[begin TASK INPUTS]

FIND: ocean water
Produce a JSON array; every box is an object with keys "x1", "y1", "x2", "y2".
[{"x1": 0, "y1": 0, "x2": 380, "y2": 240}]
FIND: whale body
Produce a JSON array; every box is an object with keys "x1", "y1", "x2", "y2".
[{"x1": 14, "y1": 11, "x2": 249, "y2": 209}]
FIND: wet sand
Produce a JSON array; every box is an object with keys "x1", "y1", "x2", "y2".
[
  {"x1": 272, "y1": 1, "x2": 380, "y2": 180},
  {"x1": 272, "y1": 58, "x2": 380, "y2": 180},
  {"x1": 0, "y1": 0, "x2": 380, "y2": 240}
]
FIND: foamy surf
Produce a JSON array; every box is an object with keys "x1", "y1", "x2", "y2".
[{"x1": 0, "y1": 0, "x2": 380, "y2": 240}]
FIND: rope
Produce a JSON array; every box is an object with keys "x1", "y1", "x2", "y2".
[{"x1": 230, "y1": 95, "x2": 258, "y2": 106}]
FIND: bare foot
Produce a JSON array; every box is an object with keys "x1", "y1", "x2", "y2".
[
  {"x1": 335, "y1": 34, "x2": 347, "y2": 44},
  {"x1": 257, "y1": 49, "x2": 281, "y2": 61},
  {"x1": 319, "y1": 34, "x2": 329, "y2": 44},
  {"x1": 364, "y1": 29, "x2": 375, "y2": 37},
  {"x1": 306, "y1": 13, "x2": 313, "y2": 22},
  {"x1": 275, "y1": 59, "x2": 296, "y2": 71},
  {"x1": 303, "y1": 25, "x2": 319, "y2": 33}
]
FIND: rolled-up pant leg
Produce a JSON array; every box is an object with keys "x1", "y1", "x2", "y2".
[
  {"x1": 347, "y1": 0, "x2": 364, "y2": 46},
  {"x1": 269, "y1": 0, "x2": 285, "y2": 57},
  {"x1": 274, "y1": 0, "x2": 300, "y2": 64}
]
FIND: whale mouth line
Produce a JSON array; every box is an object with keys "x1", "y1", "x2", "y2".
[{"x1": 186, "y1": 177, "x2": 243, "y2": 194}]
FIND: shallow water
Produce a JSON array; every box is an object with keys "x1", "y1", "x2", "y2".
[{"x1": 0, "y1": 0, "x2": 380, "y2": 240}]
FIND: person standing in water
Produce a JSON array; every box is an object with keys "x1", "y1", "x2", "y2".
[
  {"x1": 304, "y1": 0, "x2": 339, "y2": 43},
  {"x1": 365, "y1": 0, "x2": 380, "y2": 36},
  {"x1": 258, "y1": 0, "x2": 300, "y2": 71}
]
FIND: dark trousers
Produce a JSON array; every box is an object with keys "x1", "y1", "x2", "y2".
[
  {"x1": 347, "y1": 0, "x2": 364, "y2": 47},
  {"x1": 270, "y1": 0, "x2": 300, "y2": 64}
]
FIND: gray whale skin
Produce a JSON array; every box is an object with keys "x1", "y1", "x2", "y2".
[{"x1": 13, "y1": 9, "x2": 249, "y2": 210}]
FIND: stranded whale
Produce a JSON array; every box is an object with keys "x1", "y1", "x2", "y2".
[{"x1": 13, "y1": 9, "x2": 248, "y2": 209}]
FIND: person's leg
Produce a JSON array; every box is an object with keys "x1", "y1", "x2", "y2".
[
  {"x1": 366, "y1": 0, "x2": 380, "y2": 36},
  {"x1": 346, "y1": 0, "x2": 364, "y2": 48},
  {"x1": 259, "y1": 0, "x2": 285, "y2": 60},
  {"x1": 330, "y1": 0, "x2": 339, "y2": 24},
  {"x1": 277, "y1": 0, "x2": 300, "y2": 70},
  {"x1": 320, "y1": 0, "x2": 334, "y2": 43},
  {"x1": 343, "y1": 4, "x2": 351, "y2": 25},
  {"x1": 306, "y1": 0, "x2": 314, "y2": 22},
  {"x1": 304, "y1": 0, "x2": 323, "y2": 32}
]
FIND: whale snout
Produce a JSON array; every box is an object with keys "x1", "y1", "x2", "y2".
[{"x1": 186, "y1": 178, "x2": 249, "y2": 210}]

[end TASK INPUTS]

=== TO DO ===
Can you edit the listing above so that every "whale" reads "dolphin" and nothing else changes?

=== ANSWER FOR THE TASK ===
FIND: ocean water
Produce a JSON array; every box is an object with keys "x1", "y1", "x2", "y2".
[{"x1": 0, "y1": 0, "x2": 380, "y2": 240}]
FIND: dolphin body
Produce a JSON array; every box is an object with keys "x1", "y1", "x2", "y2".
[{"x1": 14, "y1": 11, "x2": 249, "y2": 209}]
FIND: wet sand
Produce a JSON array; every box is an object with keys "x1", "y1", "x2", "y2".
[
  {"x1": 272, "y1": 1, "x2": 380, "y2": 180},
  {"x1": 272, "y1": 58, "x2": 380, "y2": 180},
  {"x1": 0, "y1": 0, "x2": 380, "y2": 240}
]
FIND: foamy surf
Produce a JSON array; every box is an object with keys "x1", "y1", "x2", "y2".
[{"x1": 0, "y1": 0, "x2": 380, "y2": 240}]
FIND: rope
Produce a JSON array; every box is an object with keys "x1", "y1", "x2", "y2".
[{"x1": 230, "y1": 95, "x2": 258, "y2": 106}]
FIND: bare foot
Produce a JSON array; every box is an object with keys "x1", "y1", "x2", "y2".
[
  {"x1": 335, "y1": 34, "x2": 347, "y2": 44},
  {"x1": 257, "y1": 49, "x2": 281, "y2": 61},
  {"x1": 319, "y1": 34, "x2": 329, "y2": 44},
  {"x1": 364, "y1": 29, "x2": 375, "y2": 37},
  {"x1": 306, "y1": 13, "x2": 313, "y2": 22},
  {"x1": 275, "y1": 59, "x2": 296, "y2": 71},
  {"x1": 303, "y1": 25, "x2": 319, "y2": 33}
]
FIND: rolled-up pant leg
Produce a JSON array; every box is an object with keys "x1", "y1", "x2", "y2".
[
  {"x1": 347, "y1": 0, "x2": 364, "y2": 46},
  {"x1": 269, "y1": 0, "x2": 285, "y2": 57},
  {"x1": 274, "y1": 0, "x2": 300, "y2": 64}
]
FIND: dolphin mouth line
Produce a JSON array; every box is an object with keys "x1", "y1", "x2", "y2".
[{"x1": 186, "y1": 177, "x2": 243, "y2": 194}]
FIND: shallow water
Produce a JSON array; every box is an object with keys "x1", "y1", "x2", "y2".
[{"x1": 0, "y1": 0, "x2": 380, "y2": 240}]
FIND: person standing in water
Produce a JSON array; every box is an object with keys "x1", "y1", "x2", "y2".
[
  {"x1": 304, "y1": 0, "x2": 339, "y2": 43},
  {"x1": 365, "y1": 0, "x2": 380, "y2": 36},
  {"x1": 258, "y1": 0, "x2": 300, "y2": 71}
]
FIND: dark trousers
Produce a JSON array; every box is an object with keys "x1", "y1", "x2", "y2".
[
  {"x1": 347, "y1": 0, "x2": 364, "y2": 47},
  {"x1": 270, "y1": 0, "x2": 300, "y2": 64}
]
FIND: gray dolphin skin
Produce a JSON array; every box is an object with keys "x1", "y1", "x2", "y2".
[{"x1": 13, "y1": 9, "x2": 249, "y2": 210}]
FIND: stranded dolphin
Produce a JSON array; every box is an object with keys "x1", "y1", "x2", "y2".
[{"x1": 13, "y1": 9, "x2": 248, "y2": 209}]
FIND: person's leg
Produce a JSON array; every box is an object with keys "x1", "y1", "x2", "y2".
[
  {"x1": 366, "y1": 0, "x2": 380, "y2": 36},
  {"x1": 346, "y1": 0, "x2": 364, "y2": 48},
  {"x1": 259, "y1": 0, "x2": 285, "y2": 60},
  {"x1": 330, "y1": 0, "x2": 339, "y2": 24},
  {"x1": 277, "y1": 0, "x2": 300, "y2": 70},
  {"x1": 320, "y1": 0, "x2": 334, "y2": 43},
  {"x1": 343, "y1": 4, "x2": 351, "y2": 25},
  {"x1": 306, "y1": 0, "x2": 314, "y2": 22},
  {"x1": 304, "y1": 0, "x2": 323, "y2": 32}
]
FIND: dolphin snout
Produce a JSON array; every box is an object with keys "x1", "y1", "x2", "y2".
[{"x1": 186, "y1": 178, "x2": 249, "y2": 210}]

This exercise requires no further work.